_WHAT TO DO_
Locate the word "repeats" in the material, then show every line that holds it.

= = =

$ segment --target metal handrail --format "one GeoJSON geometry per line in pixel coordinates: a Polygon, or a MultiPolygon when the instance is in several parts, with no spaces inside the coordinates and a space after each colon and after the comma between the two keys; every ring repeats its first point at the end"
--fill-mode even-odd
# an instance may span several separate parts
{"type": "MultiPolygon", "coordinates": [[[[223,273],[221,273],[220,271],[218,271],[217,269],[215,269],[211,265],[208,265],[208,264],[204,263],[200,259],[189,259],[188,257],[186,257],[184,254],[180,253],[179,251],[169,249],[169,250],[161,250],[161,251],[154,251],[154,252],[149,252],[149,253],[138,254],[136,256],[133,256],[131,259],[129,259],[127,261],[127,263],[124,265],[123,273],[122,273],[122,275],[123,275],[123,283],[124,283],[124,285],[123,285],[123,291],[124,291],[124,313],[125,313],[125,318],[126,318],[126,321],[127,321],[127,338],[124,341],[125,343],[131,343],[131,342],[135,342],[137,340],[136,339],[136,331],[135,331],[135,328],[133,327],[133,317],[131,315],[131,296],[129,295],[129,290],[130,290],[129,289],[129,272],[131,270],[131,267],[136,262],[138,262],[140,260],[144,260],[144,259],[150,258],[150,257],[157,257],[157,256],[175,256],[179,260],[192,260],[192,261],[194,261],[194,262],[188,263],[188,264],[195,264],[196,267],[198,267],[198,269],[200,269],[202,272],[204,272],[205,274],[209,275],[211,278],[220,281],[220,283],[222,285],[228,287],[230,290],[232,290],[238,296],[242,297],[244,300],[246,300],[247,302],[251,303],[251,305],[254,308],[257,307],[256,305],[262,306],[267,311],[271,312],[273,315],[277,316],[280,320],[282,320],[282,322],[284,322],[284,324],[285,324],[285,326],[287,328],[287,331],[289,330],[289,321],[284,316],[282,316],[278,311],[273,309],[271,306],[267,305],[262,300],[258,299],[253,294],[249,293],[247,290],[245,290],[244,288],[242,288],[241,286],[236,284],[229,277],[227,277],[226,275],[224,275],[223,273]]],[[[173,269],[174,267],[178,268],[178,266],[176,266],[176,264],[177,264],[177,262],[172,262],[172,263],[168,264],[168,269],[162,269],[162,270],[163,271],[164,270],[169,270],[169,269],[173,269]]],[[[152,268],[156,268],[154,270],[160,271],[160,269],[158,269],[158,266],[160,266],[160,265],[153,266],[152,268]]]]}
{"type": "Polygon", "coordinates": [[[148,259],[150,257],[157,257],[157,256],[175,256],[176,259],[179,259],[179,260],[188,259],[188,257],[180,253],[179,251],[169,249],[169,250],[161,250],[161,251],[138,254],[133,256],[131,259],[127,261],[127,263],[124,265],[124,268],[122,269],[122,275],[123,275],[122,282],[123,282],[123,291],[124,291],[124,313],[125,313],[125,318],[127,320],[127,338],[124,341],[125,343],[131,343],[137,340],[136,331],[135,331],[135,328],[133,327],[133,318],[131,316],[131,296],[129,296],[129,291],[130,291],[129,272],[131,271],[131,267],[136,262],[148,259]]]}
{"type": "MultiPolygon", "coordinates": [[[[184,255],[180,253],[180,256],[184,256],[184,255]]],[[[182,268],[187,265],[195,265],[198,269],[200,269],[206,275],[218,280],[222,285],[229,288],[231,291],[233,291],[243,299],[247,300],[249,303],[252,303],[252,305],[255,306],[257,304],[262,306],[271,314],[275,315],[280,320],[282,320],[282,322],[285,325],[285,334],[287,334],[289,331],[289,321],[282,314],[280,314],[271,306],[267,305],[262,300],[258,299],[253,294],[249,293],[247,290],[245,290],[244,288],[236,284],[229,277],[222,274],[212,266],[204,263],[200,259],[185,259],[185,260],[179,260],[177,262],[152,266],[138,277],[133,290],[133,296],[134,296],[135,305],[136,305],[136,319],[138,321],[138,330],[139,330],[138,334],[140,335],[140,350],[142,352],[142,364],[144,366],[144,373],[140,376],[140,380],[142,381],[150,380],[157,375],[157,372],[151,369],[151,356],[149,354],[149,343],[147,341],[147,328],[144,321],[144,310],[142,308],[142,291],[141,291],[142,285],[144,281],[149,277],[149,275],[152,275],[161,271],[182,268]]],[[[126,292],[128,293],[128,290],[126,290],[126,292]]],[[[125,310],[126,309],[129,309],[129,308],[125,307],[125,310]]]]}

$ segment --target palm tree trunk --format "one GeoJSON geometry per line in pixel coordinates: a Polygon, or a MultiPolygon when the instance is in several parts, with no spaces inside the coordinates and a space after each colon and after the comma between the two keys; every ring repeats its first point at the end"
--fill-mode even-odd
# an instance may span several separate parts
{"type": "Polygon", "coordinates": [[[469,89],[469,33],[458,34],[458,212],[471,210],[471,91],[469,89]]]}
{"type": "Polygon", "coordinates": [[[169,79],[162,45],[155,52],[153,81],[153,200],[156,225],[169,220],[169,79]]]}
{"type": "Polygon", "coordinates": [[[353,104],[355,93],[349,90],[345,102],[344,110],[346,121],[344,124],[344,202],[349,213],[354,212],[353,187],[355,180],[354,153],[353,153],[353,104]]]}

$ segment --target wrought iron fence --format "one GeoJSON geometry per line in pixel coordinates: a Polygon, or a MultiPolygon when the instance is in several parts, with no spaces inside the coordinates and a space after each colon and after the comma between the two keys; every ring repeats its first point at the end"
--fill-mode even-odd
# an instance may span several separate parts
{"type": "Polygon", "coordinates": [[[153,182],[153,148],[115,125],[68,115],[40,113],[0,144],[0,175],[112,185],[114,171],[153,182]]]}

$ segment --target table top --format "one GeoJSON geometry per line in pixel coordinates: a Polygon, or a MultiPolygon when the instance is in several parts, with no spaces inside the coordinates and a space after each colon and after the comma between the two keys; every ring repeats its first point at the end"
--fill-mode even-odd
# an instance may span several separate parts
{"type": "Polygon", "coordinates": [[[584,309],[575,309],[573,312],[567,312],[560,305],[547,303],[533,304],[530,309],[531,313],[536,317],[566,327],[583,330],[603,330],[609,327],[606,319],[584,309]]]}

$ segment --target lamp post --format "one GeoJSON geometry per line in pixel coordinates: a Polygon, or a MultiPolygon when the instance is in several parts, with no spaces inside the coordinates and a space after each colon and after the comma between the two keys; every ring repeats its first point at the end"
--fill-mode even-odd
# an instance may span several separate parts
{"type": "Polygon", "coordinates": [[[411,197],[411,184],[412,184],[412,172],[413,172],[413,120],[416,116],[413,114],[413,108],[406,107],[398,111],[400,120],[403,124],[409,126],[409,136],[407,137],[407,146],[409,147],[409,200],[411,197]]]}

= = =

_FINAL ANSWER_
$ segment --target metal handrail --format "one GeoJSON geometry per line in pixel coordinates: a Polygon, or a MultiPolygon when the instance is in several parts, with no spaces inside the coordinates and a space after each colon and after the comma between the two keys; every ring repeats its first point at the end"
$ segment --target palm tree trunk --format "one GeoJSON geometry per line in pixel coordinates: a Polygon, or a MultiPolygon when the instance is in several parts, with no spaces inside the coordinates and a space after each colon and after the comma between the two keys; every ring repeats its first point at the end"
$ segment --target wrought iron fence --format "one GeoJSON geometry per line in pixel coordinates: a Polygon, or a MultiPolygon when the instance is in several parts, with no spaces inside the coordinates and a space after each colon and after the comma between the two keys; every ring repeats its first point at the end"
$ segment --target table top --format "one GeoJSON geometry per line in pixel coordinates: a Polygon, or a MultiPolygon when the instance is in several parts, with no spaces inside the coordinates and a space after each colon and after the comma between the two keys; every ring repeats its first point at the end"
$ segment --target lamp post --format "one GeoJSON geometry per line in pixel coordinates: a Polygon, or a MultiPolygon when the instance is in several parts, with no spaces inside the coordinates and a space after each colon and after the comma between the two keys; every ring repeats its first point at the end"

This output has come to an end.